> [Task prompt]: Leave out the pictures and output exactly the lines below from the one with "Provide a point for each instance of the high-rise" down to the one with "Provide a point for each instance of the court", both of them included.

*** Source records ***

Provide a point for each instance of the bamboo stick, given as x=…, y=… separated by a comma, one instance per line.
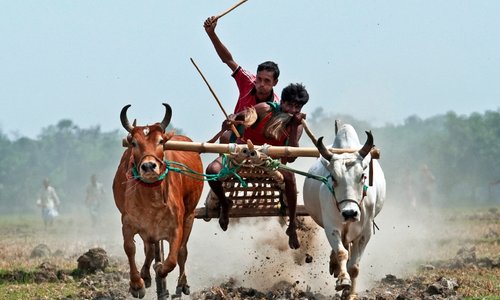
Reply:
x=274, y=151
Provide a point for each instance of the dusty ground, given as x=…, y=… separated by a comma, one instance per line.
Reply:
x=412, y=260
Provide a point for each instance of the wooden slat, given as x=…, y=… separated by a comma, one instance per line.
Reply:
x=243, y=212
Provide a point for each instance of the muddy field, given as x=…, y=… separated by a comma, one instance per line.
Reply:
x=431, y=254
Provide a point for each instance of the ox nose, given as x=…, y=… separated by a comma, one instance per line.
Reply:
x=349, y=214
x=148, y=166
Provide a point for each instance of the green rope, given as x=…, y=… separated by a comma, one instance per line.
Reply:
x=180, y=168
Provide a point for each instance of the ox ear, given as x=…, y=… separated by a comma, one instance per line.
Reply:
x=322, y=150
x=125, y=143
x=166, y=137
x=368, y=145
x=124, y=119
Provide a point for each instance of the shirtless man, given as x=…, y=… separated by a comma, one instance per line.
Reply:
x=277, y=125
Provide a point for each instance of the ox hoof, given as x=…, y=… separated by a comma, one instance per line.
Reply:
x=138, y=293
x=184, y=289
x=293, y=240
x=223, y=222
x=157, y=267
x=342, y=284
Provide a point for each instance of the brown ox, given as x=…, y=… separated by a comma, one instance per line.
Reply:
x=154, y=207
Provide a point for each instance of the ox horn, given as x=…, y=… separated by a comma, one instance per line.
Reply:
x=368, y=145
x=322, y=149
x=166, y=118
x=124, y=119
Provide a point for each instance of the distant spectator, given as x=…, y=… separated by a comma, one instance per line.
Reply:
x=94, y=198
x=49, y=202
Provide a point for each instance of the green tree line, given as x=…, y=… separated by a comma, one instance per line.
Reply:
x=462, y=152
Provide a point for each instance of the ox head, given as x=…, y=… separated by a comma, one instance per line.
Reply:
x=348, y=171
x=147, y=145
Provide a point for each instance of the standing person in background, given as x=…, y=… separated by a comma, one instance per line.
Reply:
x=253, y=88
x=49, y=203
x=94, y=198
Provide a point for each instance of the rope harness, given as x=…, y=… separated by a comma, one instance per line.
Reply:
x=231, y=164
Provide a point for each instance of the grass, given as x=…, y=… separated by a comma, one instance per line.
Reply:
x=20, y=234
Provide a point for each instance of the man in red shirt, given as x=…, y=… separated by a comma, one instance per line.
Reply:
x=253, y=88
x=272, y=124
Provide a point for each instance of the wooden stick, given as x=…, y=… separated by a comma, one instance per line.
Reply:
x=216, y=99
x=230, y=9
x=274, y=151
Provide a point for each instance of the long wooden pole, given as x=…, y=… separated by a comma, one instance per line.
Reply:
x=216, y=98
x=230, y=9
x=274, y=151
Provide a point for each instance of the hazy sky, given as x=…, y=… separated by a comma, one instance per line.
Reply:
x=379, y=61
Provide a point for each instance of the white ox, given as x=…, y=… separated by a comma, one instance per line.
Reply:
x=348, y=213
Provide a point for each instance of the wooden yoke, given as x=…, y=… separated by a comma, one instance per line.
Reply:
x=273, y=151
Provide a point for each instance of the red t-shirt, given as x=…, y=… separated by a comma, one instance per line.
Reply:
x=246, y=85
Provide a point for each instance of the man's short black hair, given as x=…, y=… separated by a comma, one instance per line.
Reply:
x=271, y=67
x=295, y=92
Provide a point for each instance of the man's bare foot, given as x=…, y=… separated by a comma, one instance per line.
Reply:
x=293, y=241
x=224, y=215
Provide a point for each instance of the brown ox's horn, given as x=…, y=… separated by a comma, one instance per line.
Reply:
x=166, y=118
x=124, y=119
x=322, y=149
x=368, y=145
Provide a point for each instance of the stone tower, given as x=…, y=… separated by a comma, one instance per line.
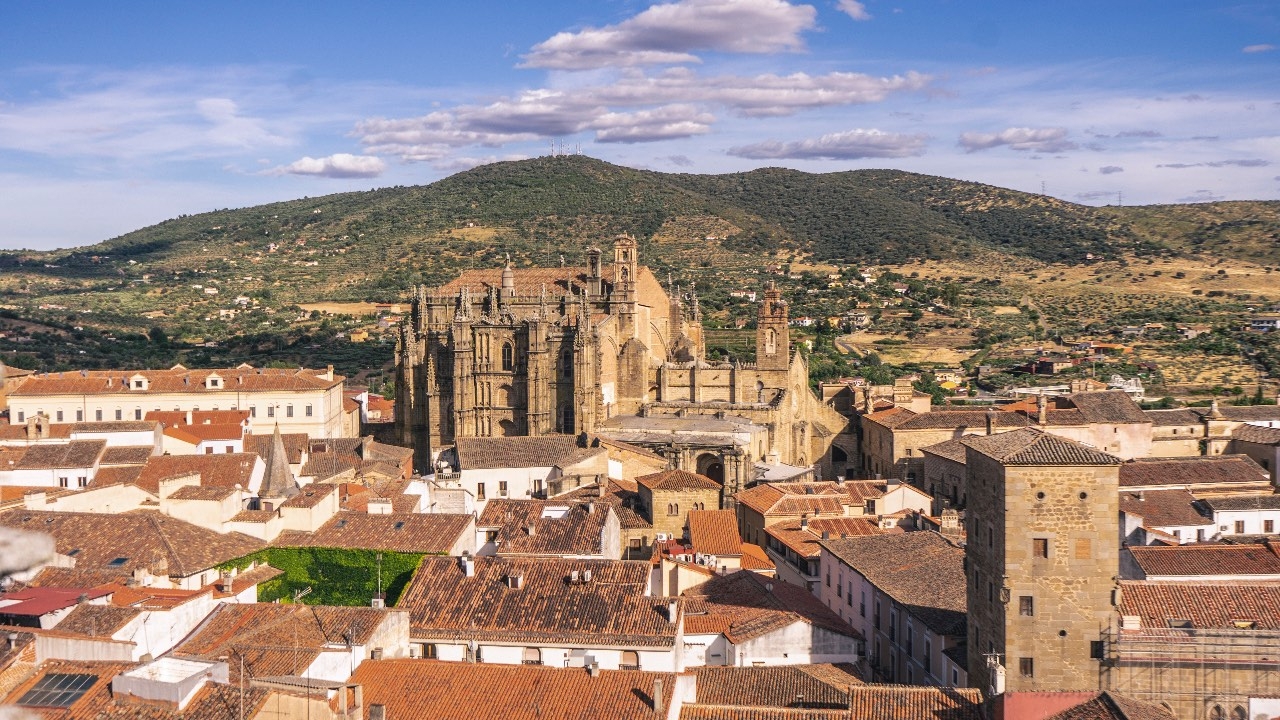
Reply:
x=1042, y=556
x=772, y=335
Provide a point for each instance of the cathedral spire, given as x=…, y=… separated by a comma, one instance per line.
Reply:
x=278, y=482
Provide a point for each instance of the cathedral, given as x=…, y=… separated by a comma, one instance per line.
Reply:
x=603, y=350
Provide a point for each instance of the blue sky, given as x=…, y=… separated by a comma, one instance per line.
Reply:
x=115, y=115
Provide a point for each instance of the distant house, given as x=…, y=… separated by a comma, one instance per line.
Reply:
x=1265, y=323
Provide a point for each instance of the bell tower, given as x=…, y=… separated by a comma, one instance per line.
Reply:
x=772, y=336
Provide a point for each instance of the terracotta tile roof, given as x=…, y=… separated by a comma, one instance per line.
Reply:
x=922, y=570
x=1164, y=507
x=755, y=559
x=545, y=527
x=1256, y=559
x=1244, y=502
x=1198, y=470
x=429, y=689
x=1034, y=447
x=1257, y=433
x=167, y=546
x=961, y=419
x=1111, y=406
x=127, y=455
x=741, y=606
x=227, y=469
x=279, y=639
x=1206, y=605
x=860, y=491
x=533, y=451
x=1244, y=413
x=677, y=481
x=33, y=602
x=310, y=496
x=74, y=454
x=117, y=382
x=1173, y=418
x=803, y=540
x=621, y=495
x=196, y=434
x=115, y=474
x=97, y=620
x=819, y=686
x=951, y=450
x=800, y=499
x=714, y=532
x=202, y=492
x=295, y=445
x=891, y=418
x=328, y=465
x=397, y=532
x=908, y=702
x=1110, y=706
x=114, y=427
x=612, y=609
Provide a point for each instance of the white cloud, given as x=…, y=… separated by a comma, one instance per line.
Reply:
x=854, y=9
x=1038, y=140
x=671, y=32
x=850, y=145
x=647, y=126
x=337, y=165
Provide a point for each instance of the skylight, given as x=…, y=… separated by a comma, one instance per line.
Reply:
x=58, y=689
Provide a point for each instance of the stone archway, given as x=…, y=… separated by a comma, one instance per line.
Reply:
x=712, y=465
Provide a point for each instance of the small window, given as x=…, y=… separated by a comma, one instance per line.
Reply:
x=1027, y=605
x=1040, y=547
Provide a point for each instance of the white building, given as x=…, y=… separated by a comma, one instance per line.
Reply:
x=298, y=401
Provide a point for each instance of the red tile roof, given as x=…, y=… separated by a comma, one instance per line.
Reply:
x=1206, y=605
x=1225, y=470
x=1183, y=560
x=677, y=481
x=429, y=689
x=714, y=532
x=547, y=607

***
*** Source records ***

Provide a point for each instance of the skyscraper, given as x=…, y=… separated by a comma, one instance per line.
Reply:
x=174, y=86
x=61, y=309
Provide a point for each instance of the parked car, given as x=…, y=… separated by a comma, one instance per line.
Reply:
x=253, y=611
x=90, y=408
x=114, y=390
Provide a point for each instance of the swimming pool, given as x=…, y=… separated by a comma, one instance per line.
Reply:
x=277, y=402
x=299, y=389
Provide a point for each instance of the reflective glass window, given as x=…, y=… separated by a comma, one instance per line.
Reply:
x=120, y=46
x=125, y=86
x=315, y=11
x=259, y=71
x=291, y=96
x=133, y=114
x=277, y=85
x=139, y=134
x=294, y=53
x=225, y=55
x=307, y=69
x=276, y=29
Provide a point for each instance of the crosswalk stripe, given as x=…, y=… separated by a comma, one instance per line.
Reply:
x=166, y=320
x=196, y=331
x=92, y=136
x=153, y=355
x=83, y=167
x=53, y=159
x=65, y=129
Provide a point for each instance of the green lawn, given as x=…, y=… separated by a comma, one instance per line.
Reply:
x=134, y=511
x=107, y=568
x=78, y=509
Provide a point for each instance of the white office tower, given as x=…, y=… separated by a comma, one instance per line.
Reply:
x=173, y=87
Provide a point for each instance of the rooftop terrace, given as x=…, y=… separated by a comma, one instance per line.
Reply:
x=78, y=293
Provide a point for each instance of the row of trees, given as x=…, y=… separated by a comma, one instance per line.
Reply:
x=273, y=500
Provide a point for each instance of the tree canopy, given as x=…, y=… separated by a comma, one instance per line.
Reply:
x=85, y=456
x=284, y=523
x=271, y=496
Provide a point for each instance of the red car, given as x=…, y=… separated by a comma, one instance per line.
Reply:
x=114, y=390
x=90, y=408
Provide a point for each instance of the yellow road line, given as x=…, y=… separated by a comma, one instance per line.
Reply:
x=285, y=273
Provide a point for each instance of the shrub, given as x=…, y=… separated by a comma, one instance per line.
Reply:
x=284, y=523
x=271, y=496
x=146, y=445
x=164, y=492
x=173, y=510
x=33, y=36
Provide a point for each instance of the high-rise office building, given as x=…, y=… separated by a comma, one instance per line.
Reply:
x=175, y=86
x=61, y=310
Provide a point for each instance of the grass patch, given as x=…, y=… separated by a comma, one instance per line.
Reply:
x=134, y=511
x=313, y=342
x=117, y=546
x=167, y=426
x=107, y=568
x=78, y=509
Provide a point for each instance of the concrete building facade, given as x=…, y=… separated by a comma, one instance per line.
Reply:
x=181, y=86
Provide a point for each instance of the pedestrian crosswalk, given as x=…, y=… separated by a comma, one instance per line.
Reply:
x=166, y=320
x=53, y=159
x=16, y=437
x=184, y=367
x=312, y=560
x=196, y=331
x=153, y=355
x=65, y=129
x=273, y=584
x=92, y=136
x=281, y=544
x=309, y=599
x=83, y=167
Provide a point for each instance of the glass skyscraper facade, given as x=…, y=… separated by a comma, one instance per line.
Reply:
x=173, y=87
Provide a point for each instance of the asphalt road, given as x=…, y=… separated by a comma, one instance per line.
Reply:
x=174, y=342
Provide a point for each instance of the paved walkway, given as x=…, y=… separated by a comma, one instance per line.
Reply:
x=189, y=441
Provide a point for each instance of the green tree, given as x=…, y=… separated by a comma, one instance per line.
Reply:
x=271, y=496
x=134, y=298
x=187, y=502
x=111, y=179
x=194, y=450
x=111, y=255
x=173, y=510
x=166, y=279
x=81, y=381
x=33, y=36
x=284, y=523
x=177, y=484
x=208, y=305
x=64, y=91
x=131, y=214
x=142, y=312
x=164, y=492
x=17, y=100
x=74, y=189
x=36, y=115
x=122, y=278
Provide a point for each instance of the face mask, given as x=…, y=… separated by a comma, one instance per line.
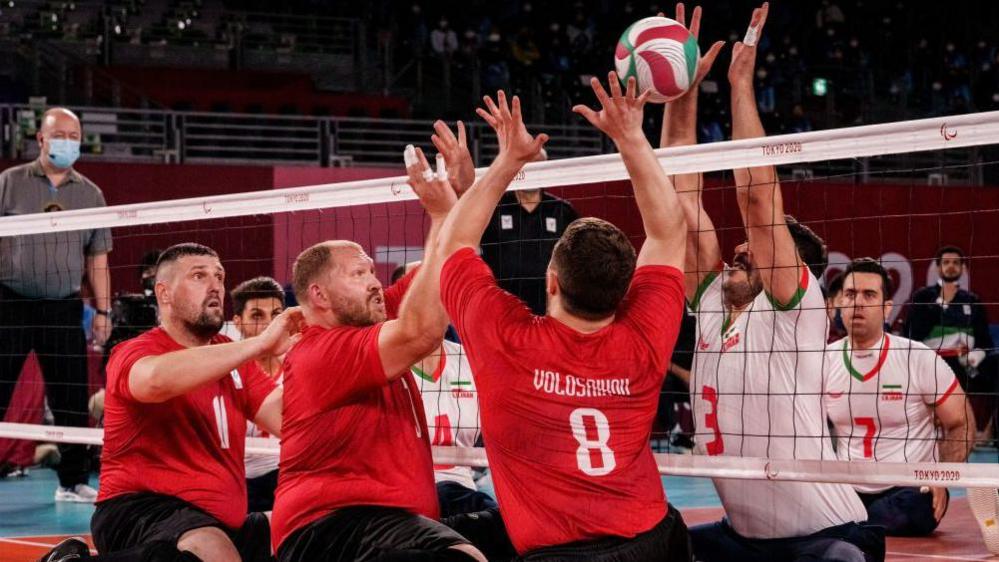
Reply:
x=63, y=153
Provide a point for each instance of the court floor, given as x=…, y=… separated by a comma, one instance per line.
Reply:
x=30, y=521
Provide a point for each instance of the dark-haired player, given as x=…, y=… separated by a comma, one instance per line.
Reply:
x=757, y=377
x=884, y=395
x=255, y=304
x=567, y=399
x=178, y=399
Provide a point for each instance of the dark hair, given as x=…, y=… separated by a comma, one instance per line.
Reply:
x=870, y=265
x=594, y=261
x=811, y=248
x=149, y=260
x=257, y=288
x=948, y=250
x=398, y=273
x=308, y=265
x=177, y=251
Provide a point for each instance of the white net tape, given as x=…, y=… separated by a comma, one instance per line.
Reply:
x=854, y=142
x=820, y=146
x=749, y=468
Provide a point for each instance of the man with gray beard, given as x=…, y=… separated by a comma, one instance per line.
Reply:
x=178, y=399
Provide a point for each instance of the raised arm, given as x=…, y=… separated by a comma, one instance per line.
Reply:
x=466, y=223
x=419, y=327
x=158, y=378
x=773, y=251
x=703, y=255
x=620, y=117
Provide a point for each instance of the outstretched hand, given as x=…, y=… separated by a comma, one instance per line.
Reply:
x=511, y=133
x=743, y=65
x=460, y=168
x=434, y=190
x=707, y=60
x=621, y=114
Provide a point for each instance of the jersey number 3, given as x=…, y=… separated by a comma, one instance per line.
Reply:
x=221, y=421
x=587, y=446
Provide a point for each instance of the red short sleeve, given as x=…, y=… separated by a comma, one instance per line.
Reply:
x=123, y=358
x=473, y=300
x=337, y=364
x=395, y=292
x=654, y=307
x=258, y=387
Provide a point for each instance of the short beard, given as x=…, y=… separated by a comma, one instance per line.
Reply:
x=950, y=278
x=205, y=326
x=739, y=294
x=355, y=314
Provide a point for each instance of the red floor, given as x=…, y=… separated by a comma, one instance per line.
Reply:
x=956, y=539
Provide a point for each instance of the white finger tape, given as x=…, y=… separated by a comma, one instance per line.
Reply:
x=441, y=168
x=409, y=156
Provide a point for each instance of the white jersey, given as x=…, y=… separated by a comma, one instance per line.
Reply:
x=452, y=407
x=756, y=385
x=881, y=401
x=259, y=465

***

> [Response area]:
Provide a point for each instance of the high-rise office building, given as x=…, y=… separated by a comma, one instance per line.
Reply:
x=175, y=86
x=61, y=310
Provide a point for each instance of the grass patch, given as x=…, y=… separated by a comma, one instance per line.
Reply:
x=134, y=511
x=313, y=342
x=117, y=546
x=167, y=426
x=107, y=568
x=78, y=509
Provide a point for each instance of the concrete building facade, given as x=…, y=… separated by a comma, one instance per line.
Reply:
x=181, y=86
Provide a point for each instance of the pedestrian crosswalk, given as x=…, y=… separated by a comma, one instance per line.
Reply:
x=166, y=320
x=53, y=159
x=16, y=437
x=184, y=367
x=312, y=560
x=196, y=331
x=153, y=355
x=65, y=129
x=273, y=584
x=92, y=136
x=281, y=544
x=309, y=599
x=83, y=167
Provide a point for each instance of the glass skyscraper facade, given as x=…, y=… separated by a comma, one instance per line.
Reply:
x=173, y=87
Provide a point for each instance of the asphalt road, given as x=…, y=… separated by a comma, one instance per line.
Reply:
x=174, y=342
Provide a point for each instance of the paved walkway, given as x=…, y=… separated by a comma, one instance per line.
Reply:
x=189, y=441
Provide a point for each instance of the green tree, given as x=…, y=… separated by a comma, one instance per line.
Reply:
x=271, y=496
x=134, y=298
x=187, y=502
x=111, y=179
x=194, y=450
x=111, y=255
x=173, y=510
x=166, y=279
x=81, y=381
x=33, y=36
x=284, y=523
x=177, y=484
x=208, y=305
x=64, y=91
x=131, y=214
x=142, y=312
x=164, y=492
x=17, y=100
x=74, y=189
x=36, y=115
x=122, y=278
Provide a point for each instance of the face mask, given as x=…, y=… separated by a comma, one instance per line.
Reply:
x=63, y=153
Provide a point for each instance of the court floor, given as x=…, y=… separated by a comma, one instance per line.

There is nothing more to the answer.